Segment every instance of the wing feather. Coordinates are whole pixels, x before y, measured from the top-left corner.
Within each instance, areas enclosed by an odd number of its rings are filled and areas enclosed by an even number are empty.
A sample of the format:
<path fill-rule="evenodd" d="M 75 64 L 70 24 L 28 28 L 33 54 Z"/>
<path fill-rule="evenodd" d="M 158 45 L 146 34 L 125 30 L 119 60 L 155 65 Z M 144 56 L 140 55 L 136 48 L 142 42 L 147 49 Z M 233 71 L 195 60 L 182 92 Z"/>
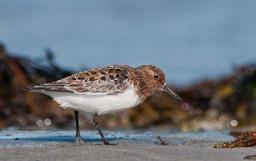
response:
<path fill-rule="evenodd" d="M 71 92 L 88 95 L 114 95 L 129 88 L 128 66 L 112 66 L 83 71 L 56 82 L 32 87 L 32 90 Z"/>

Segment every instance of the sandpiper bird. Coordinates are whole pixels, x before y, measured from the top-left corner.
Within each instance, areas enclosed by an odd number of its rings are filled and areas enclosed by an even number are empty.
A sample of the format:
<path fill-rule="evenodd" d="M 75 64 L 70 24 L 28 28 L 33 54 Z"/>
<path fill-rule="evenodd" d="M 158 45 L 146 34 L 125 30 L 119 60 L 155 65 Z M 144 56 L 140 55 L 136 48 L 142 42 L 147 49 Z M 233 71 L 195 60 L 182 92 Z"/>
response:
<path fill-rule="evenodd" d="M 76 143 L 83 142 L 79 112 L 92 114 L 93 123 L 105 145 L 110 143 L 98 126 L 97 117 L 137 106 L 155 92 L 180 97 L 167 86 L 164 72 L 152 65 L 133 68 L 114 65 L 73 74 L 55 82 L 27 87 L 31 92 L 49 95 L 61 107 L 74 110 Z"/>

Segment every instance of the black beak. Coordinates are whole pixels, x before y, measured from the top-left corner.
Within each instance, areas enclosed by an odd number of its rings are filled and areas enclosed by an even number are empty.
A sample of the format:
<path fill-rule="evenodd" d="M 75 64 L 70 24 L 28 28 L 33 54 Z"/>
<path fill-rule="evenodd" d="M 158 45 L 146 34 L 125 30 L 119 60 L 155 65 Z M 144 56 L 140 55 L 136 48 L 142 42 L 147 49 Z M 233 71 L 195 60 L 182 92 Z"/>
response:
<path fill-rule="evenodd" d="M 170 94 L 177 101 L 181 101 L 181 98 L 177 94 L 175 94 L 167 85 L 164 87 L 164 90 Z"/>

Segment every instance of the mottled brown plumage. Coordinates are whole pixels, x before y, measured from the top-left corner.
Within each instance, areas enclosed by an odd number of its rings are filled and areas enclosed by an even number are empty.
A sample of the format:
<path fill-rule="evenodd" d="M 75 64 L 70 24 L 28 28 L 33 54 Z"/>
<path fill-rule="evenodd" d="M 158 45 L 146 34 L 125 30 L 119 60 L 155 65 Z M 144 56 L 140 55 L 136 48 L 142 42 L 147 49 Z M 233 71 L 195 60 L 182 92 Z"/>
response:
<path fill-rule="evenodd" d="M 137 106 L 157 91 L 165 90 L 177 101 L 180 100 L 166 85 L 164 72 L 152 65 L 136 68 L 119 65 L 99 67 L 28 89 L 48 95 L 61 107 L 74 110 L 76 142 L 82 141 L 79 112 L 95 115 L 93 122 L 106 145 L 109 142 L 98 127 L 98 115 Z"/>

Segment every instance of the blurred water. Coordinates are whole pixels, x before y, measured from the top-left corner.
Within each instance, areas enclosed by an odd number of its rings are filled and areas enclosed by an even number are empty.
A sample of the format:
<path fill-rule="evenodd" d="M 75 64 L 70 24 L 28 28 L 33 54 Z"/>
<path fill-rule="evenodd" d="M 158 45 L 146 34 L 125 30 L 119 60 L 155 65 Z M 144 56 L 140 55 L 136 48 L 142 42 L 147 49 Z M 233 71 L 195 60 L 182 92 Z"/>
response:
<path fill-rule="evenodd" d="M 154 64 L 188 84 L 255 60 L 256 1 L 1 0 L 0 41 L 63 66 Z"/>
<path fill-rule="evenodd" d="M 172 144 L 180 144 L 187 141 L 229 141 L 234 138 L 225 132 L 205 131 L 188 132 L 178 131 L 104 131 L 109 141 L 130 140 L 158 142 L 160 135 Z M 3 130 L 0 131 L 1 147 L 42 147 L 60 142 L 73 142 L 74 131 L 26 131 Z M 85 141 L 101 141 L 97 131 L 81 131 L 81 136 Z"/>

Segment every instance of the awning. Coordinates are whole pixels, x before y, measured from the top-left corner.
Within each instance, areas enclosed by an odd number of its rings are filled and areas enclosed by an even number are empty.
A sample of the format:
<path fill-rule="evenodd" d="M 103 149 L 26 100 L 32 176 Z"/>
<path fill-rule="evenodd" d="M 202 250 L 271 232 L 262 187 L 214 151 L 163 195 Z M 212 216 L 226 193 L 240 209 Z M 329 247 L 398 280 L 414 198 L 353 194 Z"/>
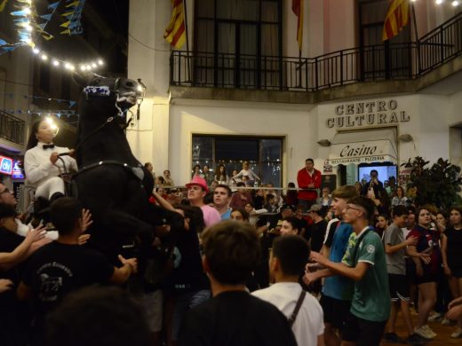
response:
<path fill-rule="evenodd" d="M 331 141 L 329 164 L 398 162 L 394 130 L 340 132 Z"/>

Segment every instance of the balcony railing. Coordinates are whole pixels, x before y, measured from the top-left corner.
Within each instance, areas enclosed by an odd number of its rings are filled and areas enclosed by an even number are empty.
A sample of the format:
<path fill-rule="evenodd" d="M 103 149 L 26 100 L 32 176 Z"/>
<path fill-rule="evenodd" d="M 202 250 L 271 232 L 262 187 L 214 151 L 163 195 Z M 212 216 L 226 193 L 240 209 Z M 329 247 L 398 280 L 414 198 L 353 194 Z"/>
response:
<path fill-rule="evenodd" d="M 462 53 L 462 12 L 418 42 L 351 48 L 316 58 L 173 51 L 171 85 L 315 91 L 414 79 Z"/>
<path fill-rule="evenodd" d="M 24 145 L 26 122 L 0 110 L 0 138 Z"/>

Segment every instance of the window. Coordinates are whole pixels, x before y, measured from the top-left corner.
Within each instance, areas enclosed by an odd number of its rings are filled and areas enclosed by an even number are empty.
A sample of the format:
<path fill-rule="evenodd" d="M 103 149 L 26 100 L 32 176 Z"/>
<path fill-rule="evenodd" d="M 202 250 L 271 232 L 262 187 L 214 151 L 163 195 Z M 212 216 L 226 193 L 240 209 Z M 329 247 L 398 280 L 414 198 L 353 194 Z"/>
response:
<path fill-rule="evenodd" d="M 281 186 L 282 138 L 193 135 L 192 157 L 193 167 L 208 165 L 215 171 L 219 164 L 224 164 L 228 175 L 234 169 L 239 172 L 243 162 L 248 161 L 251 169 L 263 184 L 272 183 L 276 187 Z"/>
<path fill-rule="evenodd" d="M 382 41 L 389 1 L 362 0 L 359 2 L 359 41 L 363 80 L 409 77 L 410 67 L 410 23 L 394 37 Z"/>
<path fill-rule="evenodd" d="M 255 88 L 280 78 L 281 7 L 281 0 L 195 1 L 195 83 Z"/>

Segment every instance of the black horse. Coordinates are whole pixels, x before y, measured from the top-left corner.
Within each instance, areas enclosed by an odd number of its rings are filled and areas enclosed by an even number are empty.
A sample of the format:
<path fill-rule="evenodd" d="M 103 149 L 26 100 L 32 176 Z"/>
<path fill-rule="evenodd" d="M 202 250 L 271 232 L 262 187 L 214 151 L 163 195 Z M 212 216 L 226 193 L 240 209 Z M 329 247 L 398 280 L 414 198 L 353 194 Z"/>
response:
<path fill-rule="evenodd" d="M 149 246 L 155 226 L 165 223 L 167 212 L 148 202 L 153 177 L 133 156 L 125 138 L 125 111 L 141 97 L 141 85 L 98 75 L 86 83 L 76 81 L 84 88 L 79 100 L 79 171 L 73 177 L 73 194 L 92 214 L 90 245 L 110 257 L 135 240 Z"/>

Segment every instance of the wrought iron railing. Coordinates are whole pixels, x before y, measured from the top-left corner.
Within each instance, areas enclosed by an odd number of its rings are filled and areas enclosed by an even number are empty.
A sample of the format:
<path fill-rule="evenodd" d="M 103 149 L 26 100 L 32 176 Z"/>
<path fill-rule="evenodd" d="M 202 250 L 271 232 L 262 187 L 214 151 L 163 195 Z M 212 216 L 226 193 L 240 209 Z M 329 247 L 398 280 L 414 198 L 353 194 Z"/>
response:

-------

Copy the stretch of the listing from its start through the line containing "170 94 L 177", swapping "top-left corner" for "upper-left corner" and changing nothing else. Leave the pictures out.

**RESPONSE BELOW**
Segment every instance of the wing feather. Coordinates are whole pixels, x before y, measured from the upper-left corner.
Within each instance, areas enclosed by an odd number of its rings are filled and areas enclosed by an even number are empty.
A sample of the format:
<path fill-rule="evenodd" d="M 75 64 L 70 24 L 28 28 L 33 54 Z"/>
<path fill-rule="evenodd" d="M 158 45 L 146 34 L 125 30 L 119 60 L 155 65 Z M 144 56 L 140 55 L 136 48 L 142 42 L 147 49 Z M 233 71 L 195 60 L 182 92 Z"/>
response:
<path fill-rule="evenodd" d="M 71 92 L 88 95 L 114 95 L 129 88 L 128 66 L 112 66 L 83 71 L 56 82 L 32 87 L 32 90 Z"/>

Segment every instance of the sandpiper bird. Coordinates are whole pixels, x before y, measured from the upper-left corner.
Within each instance, areas enclosed by an odd number of its rings are filled and areas enclosed by an even number are empty.
A sample of the format:
<path fill-rule="evenodd" d="M 75 64 L 70 24 L 28 28 L 33 54 Z"/>
<path fill-rule="evenodd" d="M 158 45 L 146 34 L 125 30 L 119 60 L 155 65 Z M 144 56 L 140 55 L 136 48 L 142 42 L 147 49 Z M 233 71 L 195 60 L 182 92 Z"/>
response:
<path fill-rule="evenodd" d="M 76 143 L 83 142 L 79 112 L 92 114 L 93 123 L 105 145 L 110 143 L 98 126 L 97 117 L 137 106 L 155 92 L 180 97 L 167 86 L 164 72 L 152 65 L 133 68 L 114 65 L 73 74 L 55 82 L 27 87 L 31 92 L 49 95 L 61 107 L 74 110 Z"/>

Segment every instance of the black beak. Coordinates are whole pixels, x before y, measured from the upper-left corner.
Within each instance, areas enclosed by an odd number of its rings are filled and areas enclosed by an even number are empty.
A sample of the format:
<path fill-rule="evenodd" d="M 75 64 L 70 24 L 28 28 L 33 54 Z"/>
<path fill-rule="evenodd" d="M 158 45 L 146 34 L 125 30 L 119 60 L 155 65 Z M 144 56 L 140 55 L 136 48 L 142 42 L 147 49 Z M 233 71 L 195 60 L 182 92 Z"/>
response:
<path fill-rule="evenodd" d="M 170 94 L 177 101 L 181 101 L 181 98 L 177 94 L 175 94 L 167 85 L 164 87 L 164 90 Z"/>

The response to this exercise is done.